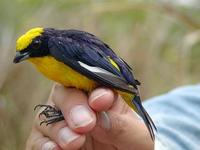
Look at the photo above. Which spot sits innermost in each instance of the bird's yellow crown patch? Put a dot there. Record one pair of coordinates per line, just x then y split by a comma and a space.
26, 39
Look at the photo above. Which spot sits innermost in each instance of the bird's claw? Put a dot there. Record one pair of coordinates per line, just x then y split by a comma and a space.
52, 114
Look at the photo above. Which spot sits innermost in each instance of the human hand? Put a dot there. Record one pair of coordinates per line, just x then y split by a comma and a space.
87, 127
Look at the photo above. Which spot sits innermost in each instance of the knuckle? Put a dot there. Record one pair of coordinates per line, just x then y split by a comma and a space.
118, 126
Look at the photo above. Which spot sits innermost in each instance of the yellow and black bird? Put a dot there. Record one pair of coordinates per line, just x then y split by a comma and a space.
79, 59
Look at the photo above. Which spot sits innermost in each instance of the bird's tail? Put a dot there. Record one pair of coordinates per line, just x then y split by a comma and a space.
145, 116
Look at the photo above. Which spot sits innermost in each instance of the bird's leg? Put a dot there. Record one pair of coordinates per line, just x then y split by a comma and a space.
51, 113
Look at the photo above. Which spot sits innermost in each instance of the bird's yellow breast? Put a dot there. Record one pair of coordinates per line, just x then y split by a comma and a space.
68, 77
62, 73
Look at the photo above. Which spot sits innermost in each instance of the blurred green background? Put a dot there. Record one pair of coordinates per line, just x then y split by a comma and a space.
159, 39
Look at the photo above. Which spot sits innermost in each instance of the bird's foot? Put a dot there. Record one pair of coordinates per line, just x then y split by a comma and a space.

▶ **Exercise**: Reproduce the records verbatim, omitting all images they contain.

▶ **Answer**:
Look at the photo above. Which spot sits innermost in each instance of the bird's yellow crown patch? Put a dot there. Record one pair of coordinates per line, just x then y split by a comma and a space.
26, 39
Look at the photo above. Which spot sits innermost in each instance of the bird's claw? Put a dot there. Record one pair of coordinates per line, just x then y split by a comma and a space.
52, 114
Look at the photo above. Which spot sits innermost in each instance of the human hand? Put a dot there. Record one pair of coordinates per line, just x then y split by a comma and a space.
87, 127
Look at the photo above. Which spot sits innermost in each instance of the knuckle? Put a dot there. Record one pair of coordinates per line, just x then y split by a comma and a space.
118, 126
Look at the photo above. Which spot sits innermost in each instance of the yellow and black bird? Put a dot there. Record one pair of coordinates per line, just x then y split by a comma and a space.
79, 59
Look at the photo above. Which spot sits innermost in each instance of the bird's tail? Put a dot there. Record one pair of coordinates per line, just x then y split by a comma and a space.
145, 116
Look at the photo above. Which spot sits innermost in each instance of the bird's leg? Put a dot there. Record one pair of coordinates per line, just x then y split by a comma and a space.
51, 113
Look at the photo above. Which spot sits innermost in each instance of the bird's yellow breast? Put a dot there. Record one pair of coordinates per line, just x then y split by a comma and a space.
68, 77
62, 73
Look at the photo above. Which spot sits innermost in each instance of the blurred green background? Put a dot there. Record one pair of coordinates per line, just x then y split by a comma and a space.
159, 39
Look at the photo above. Which spot sits innermost in each instance of the bird's foot? Put a dot there. Record one pair of coordinates per line, just x then y split by a comma and a space.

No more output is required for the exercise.